>>>>>

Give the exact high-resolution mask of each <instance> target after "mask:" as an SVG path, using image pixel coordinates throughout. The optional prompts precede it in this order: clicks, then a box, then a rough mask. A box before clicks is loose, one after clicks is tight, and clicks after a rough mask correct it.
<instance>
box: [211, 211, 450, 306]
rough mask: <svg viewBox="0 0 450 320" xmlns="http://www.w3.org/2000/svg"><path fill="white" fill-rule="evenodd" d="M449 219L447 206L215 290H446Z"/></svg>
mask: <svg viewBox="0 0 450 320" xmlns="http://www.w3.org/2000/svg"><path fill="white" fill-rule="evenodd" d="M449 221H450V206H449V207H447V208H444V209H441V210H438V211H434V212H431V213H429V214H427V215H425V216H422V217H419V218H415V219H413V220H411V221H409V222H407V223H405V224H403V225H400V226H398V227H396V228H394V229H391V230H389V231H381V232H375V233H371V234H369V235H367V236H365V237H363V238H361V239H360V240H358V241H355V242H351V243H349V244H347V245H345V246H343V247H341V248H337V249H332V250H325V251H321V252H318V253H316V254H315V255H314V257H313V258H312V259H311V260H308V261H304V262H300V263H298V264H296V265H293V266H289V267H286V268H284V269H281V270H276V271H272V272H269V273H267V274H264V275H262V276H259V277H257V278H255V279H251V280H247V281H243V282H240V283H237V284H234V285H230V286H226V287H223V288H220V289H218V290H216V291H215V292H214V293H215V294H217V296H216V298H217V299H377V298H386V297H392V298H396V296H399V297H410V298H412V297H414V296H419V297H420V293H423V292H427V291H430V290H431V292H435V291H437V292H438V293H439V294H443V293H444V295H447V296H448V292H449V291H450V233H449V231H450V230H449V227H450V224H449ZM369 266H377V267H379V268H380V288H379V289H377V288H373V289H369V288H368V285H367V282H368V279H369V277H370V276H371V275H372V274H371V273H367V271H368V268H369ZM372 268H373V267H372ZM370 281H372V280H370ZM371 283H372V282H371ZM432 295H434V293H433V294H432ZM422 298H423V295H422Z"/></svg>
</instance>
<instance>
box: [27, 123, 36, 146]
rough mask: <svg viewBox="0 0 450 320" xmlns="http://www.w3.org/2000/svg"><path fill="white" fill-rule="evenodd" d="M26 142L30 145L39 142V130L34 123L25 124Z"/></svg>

<<<<<

**ACTION ITEM**
Write every record out again exactly.

**SOLUTION TO THIS EXERCISE**
Give the exact high-resolution mask of each <instance> target after "mask:" as an SVG path, using image pixel coordinates throughout. The optional prompts precede it in this order: clicks, then a box, then a rough mask. A box before clicks is loose, one after clicks is tight, and clicks after a rough mask correct it.
<instance>
box: [211, 211, 450, 306]
rough mask: <svg viewBox="0 0 450 320" xmlns="http://www.w3.org/2000/svg"><path fill="white" fill-rule="evenodd" d="M449 219L447 206L215 290H446Z"/></svg>
mask: <svg viewBox="0 0 450 320" xmlns="http://www.w3.org/2000/svg"><path fill="white" fill-rule="evenodd" d="M449 221H450V206H449V207H447V208H444V209H441V210H438V211H434V212H431V213H429V214H427V215H425V216H422V217H419V218H415V219H413V220H411V221H409V222H407V223H405V224H403V225H400V226H398V227H396V228H394V229H391V230H389V231H381V232H375V233H371V234H369V235H367V236H365V237H363V238H361V239H360V240H358V241H355V242H351V243H349V244H347V245H345V246H343V247H341V248H337V249H332V250H325V251H321V252H318V253H316V254H315V255H314V257H313V258H312V259H311V260H308V261H304V262H300V263H298V264H296V265H293V266H289V267H286V268H284V269H281V270H276V271H272V272H269V273H267V274H264V275H262V276H259V277H257V278H255V279H251V280H247V281H243V282H240V283H237V284H234V285H230V286H226V287H223V288H220V289H218V290H216V291H215V292H214V293H215V294H217V296H216V298H217V299H377V298H386V297H392V298H396V296H399V297H410V298H412V297H414V296H419V297H420V293H423V292H427V291H430V290H431V292H435V291H437V292H438V293H439V294H443V293H444V295H447V296H448V292H449V291H450V233H449V231H450V230H449V227H450V224H449ZM369 266H377V267H379V268H380V288H379V289H377V288H373V289H369V288H368V285H367V282H368V279H369V277H370V276H371V275H372V274H371V273H367V271H368V268H369ZM372 268H373V267H372ZM370 281H372V280H370ZM371 283H372V282H371ZM432 295H434V293H433V294H432ZM422 298H423V295H422Z"/></svg>
</instance>
<instance>
box: [27, 123, 36, 146]
rough mask: <svg viewBox="0 0 450 320" xmlns="http://www.w3.org/2000/svg"><path fill="white" fill-rule="evenodd" d="M26 142L30 145L39 142V130L34 123L25 124Z"/></svg>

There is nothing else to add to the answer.